(Records from a collection)
________________________
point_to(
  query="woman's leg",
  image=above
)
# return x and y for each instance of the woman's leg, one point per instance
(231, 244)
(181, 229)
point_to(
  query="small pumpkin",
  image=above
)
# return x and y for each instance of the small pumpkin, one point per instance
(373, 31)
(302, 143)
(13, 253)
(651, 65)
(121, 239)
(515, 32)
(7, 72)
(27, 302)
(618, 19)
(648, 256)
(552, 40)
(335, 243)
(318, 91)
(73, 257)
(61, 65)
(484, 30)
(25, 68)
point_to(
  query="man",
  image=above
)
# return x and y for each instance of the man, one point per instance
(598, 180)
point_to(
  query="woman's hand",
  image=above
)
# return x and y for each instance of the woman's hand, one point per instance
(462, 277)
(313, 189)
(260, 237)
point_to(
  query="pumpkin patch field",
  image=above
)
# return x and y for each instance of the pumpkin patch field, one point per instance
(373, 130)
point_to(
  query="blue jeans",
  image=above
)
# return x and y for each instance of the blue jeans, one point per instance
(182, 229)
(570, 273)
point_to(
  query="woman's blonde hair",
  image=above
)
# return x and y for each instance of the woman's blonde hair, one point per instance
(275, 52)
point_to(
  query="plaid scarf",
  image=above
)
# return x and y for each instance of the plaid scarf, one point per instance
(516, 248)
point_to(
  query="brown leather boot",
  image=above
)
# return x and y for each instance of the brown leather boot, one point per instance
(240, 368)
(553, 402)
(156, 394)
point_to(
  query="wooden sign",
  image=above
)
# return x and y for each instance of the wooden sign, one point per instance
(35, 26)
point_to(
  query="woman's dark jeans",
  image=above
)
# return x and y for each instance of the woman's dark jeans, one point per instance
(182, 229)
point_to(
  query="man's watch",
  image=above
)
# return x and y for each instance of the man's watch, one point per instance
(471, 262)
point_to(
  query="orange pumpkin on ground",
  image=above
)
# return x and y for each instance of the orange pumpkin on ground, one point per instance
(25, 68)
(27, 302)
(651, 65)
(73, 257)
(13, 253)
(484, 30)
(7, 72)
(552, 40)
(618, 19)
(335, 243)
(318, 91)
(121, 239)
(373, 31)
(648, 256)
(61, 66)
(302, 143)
________________________
_Task statement_. Return the listing above in its exact form.

_Correct output_.
point_to(
  query="woman's leg",
  image=above
)
# return x and y for each instance of the woman's leg, one point per instance
(231, 244)
(181, 229)
point_to(
  query="small pumpkin",
  image=above
)
# return x and y for each instance of the small pumpkin, one point per instance
(373, 31)
(302, 143)
(13, 253)
(651, 65)
(121, 239)
(515, 32)
(7, 72)
(27, 302)
(618, 19)
(648, 256)
(552, 40)
(335, 243)
(318, 91)
(73, 257)
(61, 65)
(484, 30)
(25, 68)
point_to(
  query="man",
  image=above
)
# return x and y for each instance of the man, one point per instance
(598, 180)
point_to(
  query="woman's hand",
  image=above
)
# return x and y for each instance of the woman's hand, one point per instance
(462, 277)
(313, 189)
(260, 237)
point_to(
  query="pumpkin patch field",
  image=above
)
# return x and y for each instance of the pumpkin patch field, one point per instance
(373, 130)
point_to(
  query="blue jeans",
  image=above
)
# return x and y for each instance of the blue jeans, one point per instance
(182, 229)
(570, 273)
point_to(
  query="woman's blonde hair",
  image=above
)
# return x and y for each instance of the woman's blonde hair, one point per instance
(275, 52)
point_to(
  query="plaid scarf",
  image=above
)
# return x and y for each instance of the plaid scarf, one point per instance
(516, 248)
point_to(
  query="brown leather boot",
  image=above
)
# return x and y for each instance of the brown leather boot, one point per instance
(240, 368)
(553, 402)
(156, 394)
point_to(
  query="wooden sign",
  image=above
)
# return x and y for each instance of the wooden sign, one point per instance
(35, 26)
point_to(
  query="woman's dark jeans",
  image=above
)
# return x and y for each instance of the woman's dark jeans, one point per instance
(182, 229)
point_to(
  query="man's watch",
  image=above
)
# return x and y for each instance of the man's watch, one point per instance
(471, 262)
point_to(
  query="orange pumpkin on ground",
  image=above
)
# return x and y for each instance of the orange pumpkin on ground, one point per instance
(25, 68)
(27, 302)
(651, 65)
(73, 257)
(13, 253)
(484, 30)
(7, 72)
(552, 40)
(618, 19)
(335, 243)
(318, 91)
(121, 239)
(373, 31)
(648, 256)
(61, 66)
(302, 143)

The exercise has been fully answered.